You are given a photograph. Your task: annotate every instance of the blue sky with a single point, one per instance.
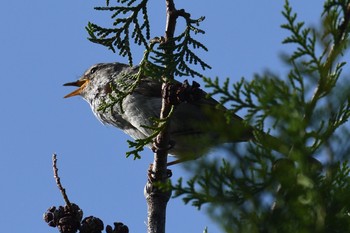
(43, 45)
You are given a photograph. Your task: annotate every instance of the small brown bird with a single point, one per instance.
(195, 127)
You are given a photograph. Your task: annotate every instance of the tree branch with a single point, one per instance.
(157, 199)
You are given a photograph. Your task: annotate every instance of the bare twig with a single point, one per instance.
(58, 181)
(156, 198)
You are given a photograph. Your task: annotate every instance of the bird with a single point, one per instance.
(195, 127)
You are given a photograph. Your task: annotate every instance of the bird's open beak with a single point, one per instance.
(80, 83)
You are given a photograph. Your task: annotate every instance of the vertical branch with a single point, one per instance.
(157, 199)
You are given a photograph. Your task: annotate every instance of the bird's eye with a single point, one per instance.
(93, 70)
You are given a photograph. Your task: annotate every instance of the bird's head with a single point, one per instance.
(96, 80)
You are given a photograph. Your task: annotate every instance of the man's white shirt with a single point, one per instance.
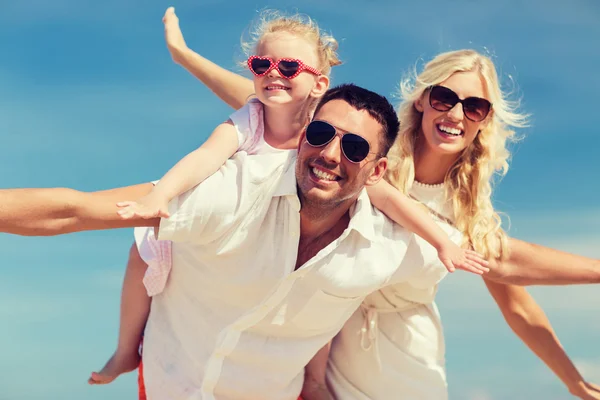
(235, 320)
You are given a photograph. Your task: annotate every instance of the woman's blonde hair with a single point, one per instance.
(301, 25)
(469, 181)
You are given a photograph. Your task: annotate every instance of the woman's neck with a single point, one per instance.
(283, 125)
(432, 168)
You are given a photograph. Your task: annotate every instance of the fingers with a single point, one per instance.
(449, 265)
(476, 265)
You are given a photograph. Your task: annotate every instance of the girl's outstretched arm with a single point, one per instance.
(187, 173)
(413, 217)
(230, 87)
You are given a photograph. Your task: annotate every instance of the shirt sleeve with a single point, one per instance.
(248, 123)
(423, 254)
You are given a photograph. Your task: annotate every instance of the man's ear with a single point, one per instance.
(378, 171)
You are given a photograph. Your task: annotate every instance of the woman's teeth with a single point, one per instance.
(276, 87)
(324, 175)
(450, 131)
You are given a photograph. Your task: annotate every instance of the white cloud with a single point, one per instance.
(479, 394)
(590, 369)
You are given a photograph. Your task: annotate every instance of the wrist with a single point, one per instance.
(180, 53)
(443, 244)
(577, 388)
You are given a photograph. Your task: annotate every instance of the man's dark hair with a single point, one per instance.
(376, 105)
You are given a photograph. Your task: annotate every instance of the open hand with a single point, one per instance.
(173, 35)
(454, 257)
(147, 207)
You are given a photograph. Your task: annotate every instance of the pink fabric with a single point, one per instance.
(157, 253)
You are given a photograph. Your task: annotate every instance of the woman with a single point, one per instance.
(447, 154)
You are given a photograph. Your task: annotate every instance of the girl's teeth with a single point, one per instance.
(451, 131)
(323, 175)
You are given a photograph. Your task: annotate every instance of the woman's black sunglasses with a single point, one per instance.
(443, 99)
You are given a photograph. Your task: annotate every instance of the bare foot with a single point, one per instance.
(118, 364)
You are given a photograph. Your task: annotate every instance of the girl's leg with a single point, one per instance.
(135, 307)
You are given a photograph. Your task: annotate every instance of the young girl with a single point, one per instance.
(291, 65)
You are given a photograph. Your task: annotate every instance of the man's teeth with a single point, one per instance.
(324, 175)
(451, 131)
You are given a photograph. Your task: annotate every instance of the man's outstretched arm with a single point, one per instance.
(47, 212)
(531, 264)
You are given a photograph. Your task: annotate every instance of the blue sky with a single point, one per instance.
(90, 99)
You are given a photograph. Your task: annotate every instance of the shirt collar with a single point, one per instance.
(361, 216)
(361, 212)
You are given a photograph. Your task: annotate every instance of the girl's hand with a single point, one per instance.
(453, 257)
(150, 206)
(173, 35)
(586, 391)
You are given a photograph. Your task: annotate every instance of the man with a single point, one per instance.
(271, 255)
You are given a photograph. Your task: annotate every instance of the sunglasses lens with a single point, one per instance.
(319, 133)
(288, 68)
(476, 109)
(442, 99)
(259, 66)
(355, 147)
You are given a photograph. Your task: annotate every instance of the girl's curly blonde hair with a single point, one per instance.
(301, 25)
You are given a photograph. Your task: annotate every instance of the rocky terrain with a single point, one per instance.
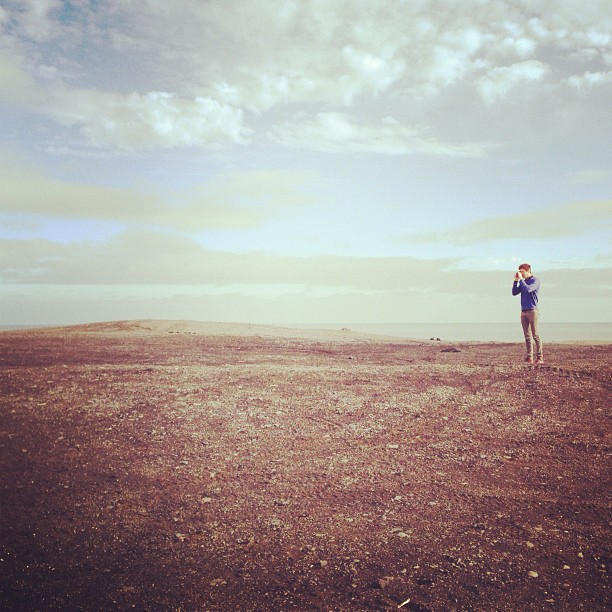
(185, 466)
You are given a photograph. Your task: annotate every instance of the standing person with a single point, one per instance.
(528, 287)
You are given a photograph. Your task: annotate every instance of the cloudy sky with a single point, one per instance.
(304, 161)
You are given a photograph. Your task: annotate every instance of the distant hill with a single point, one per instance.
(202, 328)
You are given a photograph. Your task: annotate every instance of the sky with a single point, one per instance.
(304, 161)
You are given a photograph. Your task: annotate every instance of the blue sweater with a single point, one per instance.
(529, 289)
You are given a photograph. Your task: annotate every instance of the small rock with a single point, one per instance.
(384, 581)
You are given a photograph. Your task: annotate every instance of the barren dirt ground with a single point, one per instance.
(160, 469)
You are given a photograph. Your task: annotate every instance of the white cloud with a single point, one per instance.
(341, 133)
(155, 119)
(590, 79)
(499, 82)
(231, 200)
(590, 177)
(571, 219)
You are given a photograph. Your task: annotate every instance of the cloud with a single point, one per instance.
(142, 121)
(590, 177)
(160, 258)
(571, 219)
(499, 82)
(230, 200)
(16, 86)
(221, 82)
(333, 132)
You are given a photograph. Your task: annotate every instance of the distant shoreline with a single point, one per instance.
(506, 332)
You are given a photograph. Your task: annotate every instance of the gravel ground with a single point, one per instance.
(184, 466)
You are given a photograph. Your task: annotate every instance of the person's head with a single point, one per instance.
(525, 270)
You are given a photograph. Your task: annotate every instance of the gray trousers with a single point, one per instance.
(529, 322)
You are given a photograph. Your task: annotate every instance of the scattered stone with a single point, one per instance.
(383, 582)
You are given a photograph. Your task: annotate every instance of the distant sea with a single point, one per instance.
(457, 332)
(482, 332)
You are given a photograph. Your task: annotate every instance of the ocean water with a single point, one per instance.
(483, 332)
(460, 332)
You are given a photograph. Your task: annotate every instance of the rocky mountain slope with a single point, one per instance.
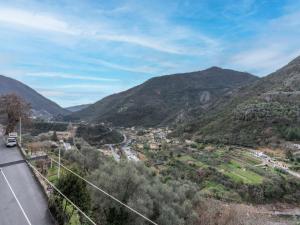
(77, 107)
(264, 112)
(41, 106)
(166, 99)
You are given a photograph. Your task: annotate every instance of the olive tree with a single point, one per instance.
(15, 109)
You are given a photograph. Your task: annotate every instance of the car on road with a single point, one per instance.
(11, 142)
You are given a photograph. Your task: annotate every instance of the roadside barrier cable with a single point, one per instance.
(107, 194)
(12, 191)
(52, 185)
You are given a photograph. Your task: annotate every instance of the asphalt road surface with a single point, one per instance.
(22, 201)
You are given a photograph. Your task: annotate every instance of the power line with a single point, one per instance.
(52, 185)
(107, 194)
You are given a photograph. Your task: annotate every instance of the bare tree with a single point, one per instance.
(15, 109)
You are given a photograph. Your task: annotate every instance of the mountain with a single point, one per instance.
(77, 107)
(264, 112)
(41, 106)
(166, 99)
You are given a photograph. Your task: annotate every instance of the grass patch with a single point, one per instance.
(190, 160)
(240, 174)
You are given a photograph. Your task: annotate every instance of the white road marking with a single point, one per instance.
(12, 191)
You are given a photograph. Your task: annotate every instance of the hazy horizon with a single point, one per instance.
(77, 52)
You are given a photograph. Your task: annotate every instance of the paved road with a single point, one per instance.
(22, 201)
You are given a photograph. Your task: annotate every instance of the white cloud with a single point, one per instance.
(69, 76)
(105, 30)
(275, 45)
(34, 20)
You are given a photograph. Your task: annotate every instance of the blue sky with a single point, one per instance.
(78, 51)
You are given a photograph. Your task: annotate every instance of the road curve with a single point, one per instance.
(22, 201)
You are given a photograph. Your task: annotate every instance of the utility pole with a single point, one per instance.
--------------------------------
-- What is required --
An exact, word-for-word copy of the records is expected, with no pictures in it.

-- Exercise response --
You are given a photograph. Your task: annotate every instance of the blue sky with a single point, one per instance.
(43, 45)
You are given a photograph. Your task: annotate every instance of the small brown bird with a single point, one per instance.
(195, 127)
You are given a photograph. Your task: annotate every instance of the tree branch with a single point, one per instance.
(157, 199)
You are given a photograph. Your task: annotate every instance of the bare twig with a single point, one per instance.
(58, 181)
(156, 198)
You are given a photograph. Your task: annotate every instance of the bird with a single point, one per instance.
(195, 127)
You are given a photograph. Your task: annotate every instance of the bird's open beak with a single point, one per instance.
(80, 83)
You are given a photograph. Your task: annotate every instance of the vertical branch with a single point, one per instance.
(157, 199)
You are given a photograph. Your task: annotate every instance of the bird's eye with a single point, one per instance.
(93, 70)
You are given a photograph. Your task: annotate every instance of the bird's head with a single point, one per instance.
(96, 80)
You are given a photograph. Your task: annotate every instance of the man's white shirt with a single point, one per instance.
(235, 320)
You are given a photograph. Your task: annotate every instance of the woman's blonde hair with a single point, one per instance.
(301, 25)
(469, 181)
You are given a photograph. Your task: annotate every instance of the woman's neck with a single point, one per instance.
(283, 125)
(432, 168)
You are given a photograph. Your task: annotate every instance of the fingers with a single point, one per instance.
(449, 265)
(476, 265)
You are given a photograph. Your task: annotate every instance of the girl's outstretched arm with a single point, one per instance.
(187, 173)
(413, 217)
(230, 87)
You are given a photograph. Your task: annotate every instance of the shirt sleeve with a single point, one per instance.
(248, 123)
(423, 254)
You are given a photograph. Your task: annotate every instance of the man's ear with a single point, one per instance.
(378, 171)
You are given a photograph. Your task: annotate every instance of the woman's teeth with a single point, one per instance.
(276, 87)
(324, 175)
(450, 131)
You are given a photograph. Your task: annotate every instance of the white cloud with a single point, one per instance.
(479, 394)
(590, 369)
You are given a photograph. Your task: annotate every instance of the wrist with a single point, one per instance.
(180, 53)
(443, 244)
(577, 388)
You are given a photograph. Your task: annotate every instance of the man's dark hair with a single point, one per instance.
(376, 105)
You are given a photograph. Your task: annotate every instance of the open hand with a single point, one per instance.
(173, 35)
(454, 257)
(147, 207)
You are given a photograph. Your task: annotate every instance of the pink fabric with a single point, one per instance.
(157, 253)
You are given a photograph. Your task: annotate every instance of the woman with a single point, one per instance.
(447, 154)
You are given a photograph. Your task: annotate every instance of the girl's teeth with a single point, one per instance.
(451, 131)
(323, 175)
You are given a photograph. Your task: annotate every instance of the woman's black sunglasses with a single point, one per instance.
(443, 99)
You are given a photograph. Your task: annotate every instance of the bare foot with a single point, one per instance.
(118, 364)
You are given a photograph. Your task: annotate every instance of the girl's leg with a single point, one per instance.
(135, 307)
You are given a photograph. Your task: annotate every instance of the young girl with a single point, one per instance.
(291, 65)
You are given a photograph. Your task: annotate every instance of the man's teeth with a single point, one per instance.
(324, 175)
(451, 131)
You are given a photograph. Your task: annotate every instance of the man's outstretched arm with a single point, one per instance.
(47, 212)
(531, 264)
You are given a photograph. Your task: annotate every instance of the blue sky with a single point, one per instance.
(90, 99)
You are given a photograph. Your task: annotate every instance of the shirt collar with a single point, one per instance.
(361, 216)
(361, 212)
You are given a photograph. Your task: annotate every instance of the girl's hand with a single point, one per instance.
(453, 257)
(150, 206)
(173, 35)
(586, 391)
You are given a photograph. Your task: annotate every instance of the man with a single point, one per instance.
(271, 255)
You are given a photograph. Your task: annotate every instance of the sunglasses lens with a single point, one per instance.
(319, 133)
(288, 68)
(476, 109)
(442, 99)
(259, 66)
(355, 147)
You are given a photograph. Your task: annotate every instance of the girl's curly blonde hair with a single point, one per instance.
(301, 25)
You are given a photograph. Your task: annotate every instance of the rocky terrain with a single point, one per instance.
(185, 466)
You are given a photograph. Your task: annotate every instance of the standing person with a single point, one per instance.
(528, 287)
You are given a photograph. Your task: annotate every instance of the cloudy sky with a single point, one per instance.
(304, 161)
You are given a photograph. Your task: annotate every instance of the distant hill with a single point, one per instance.
(202, 328)
You are given a photograph. Your task: annotate every instance of the sky with a single point, one per instance.
(304, 161)
You are given a photograph. Your task: annotate every instance of the blue sweater with a single point, one per instance.
(529, 289)
You are given a photograph. Your task: annotate every instance of the small rock with a single point, one per instance.
(384, 581)
You are given a photograph. Your task: annotate every instance of the barren dirt ground with a single point, one per instance.
(160, 469)
You are given a photograph. Your task: annotate every instance of the white cloud with a single point, one per instance.
(341, 133)
(155, 119)
(590, 79)
(499, 82)
(231, 200)
(590, 177)
(571, 219)
You are given a photograph. Your task: annotate every instance of the cloud with a single point, one per instance.
(142, 121)
(590, 177)
(160, 258)
(571, 219)
(499, 82)
(230, 200)
(16, 86)
(221, 82)
(333, 132)
You are given a photograph. Your task: annotate every instance of the distant shoreline with a single point, one per instance.
(506, 332)
You are given a photograph. Your task: annotate every instance of the gravel ground with a single point, one per instance.
(184, 466)
You are given a photograph. Your task: annotate every instance of the person's head with a single point, one per instance.
(525, 270)
You are given a photograph. Your task: annotate every instance of the gray trousers with a single point, one per instance.
(529, 322)
You are given a photograph. Your task: annotate every instance of the scattered stone with a single point, one per instance.
(383, 582)
You are given a photograph. Your task: annotate every instance of the distant sea with a single point, one per instance.
(457, 332)
(482, 332)
You are given a photograph. Your task: annotate every instance of the ocean water with a single point, one per instance.
(483, 332)
(460, 332)
You are given a photograph. Your task: annotate every instance of the rocky mountain slope with a single point, one per instance.
(77, 107)
(264, 112)
(41, 106)
(166, 99)
You are given a photograph. Your task: annotate every instance of the olive tree with a single point, one per instance.
(15, 109)
You are given a photograph. Your task: annotate every instance of the car on road with a single point, one per instance.
(11, 142)
You are given a photograph. Your task: annotate every instance of the roadside barrier cable with a single point, one per instance.
(107, 194)
(12, 191)
(52, 185)
You are given a photograph. Your task: annotate every instance of the asphalt road surface with a single point, one per instance.
(22, 201)
You are given a photograph. Your task: annotate every instance of the power line with a single point, one per instance.
(52, 185)
(107, 194)
You are given a photograph. Your task: annotate every instance of the bare tree with a single point, one per instance.
(15, 109)
You are given a photograph. Your task: annotate every instance of the mountain with a single point, one per instance.
(77, 107)
(264, 112)
(41, 106)
(166, 99)
You are given a photograph. Your task: annotate every instance of the grass patch with a single point, one per instance.
(190, 160)
(240, 174)
You are given a photograph. Your task: annotate every instance of the white road marking with a single point, one per instance.
(12, 191)
You are given a photograph. Your task: annotate every instance of the hazy horizon with a single point, one per instance.
(77, 52)
You are given a photograph. Your task: annotate every instance of the paved road with a single point, one per instance.
(22, 201)
You are given a photograph. Your task: annotate every instance of the white cloud with a single point, one per instance.
(69, 76)
(105, 30)
(275, 45)
(34, 20)
You are given a photograph. Your task: annotate every instance of the blue sky with a single point, one per instance.
(78, 51)
You are given a photograph. Your task: annotate every instance of the road curve with a single point, one per instance.
(22, 201)
You are given a photograph. Your task: annotate every instance of the utility pole with a single point, one per instance.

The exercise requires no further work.